== EXCERPTED TEXT ==

On April 1, a mural appeared in the Southern Italian city
of Naples, depicting Palestinian workers lining at an
Israeli military checkpoint near the occupied city of
Bethlehem, in the West Bank. It is called ‘Welcome to
Bethlehem’.

The
mural, which quickly became popular in the town and on
social media, was the work of a well-known Italian artist
and photographer, Eduardo
Castaldo
.

Castaldo, who is a cinematic and
television photographer, is not your typical artist, as he
dedicates part of his time and efforts to championing
struggles for human rights, equality and justice, especially
in Palestine and throughout the Middle East.

It is
only befitting that Castaldo is from Naples, a Southern
Italian city with deep historical and cultural connections
with Palestine and the Arab world. As Italian culture had
itself influenced the Arab world, numerous markers of Arab
culture can also be detected in Naples, from the Neapolitan
dialect to music and dance, to food and much
more.

===
== RECORDS SHOWN ==

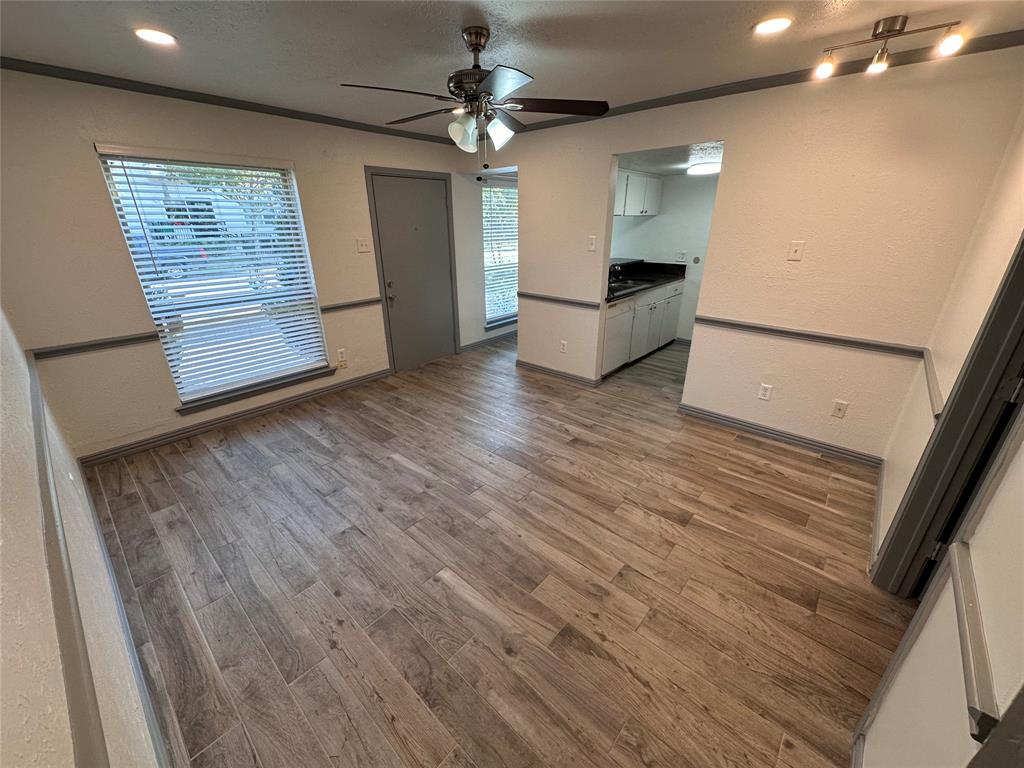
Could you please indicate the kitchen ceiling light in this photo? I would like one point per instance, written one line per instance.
(772, 26)
(156, 37)
(825, 68)
(880, 62)
(499, 132)
(884, 31)
(463, 131)
(704, 169)
(950, 43)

===

STATED PROBLEM
Extend the text about the Naples mural of a West Bank checkpoint, continuing from its last sentence.

REPLY
Moreover, Naples itself is a symbol of the
Italian resistance. The September 1943 uprising,
known as “Le Quattro Giornate di Napoli” – Four Days of
Naples – was a watershed moment in the history of the city
as it liberated itself from Nazi German
occupation.

Castaldo’s mural of the Palestinian
workers is not his only work on Palestine and the Middle
East. He has done other artistic displays. Moreover, he has
spent years in Palestine working as a
photojournalist.

We spoke to the Italian artist to
understand his connection with Palestine and the Arab world,
his inspirations and his ongoing fight against injustice in
all of its forms.

Capturing the
Occupation

This work originated from my
experience as a photo reporter in the Middle East,
Castaldo said in reference to ‘Welcome to
Bethlehem’.

Castaldo worked as a photojournalist in
Palestine for about four years, from 2007-2011. These years
allowed him to immerse himself in the Palestinian experience
and to “directly witness the cruel dynamics of Israeli
military occupation.”

“I visited the Bethlehem
checkpoint several times, where I took many photos. My
street artwork is a collage of photos that I took at the
time,” he tells us.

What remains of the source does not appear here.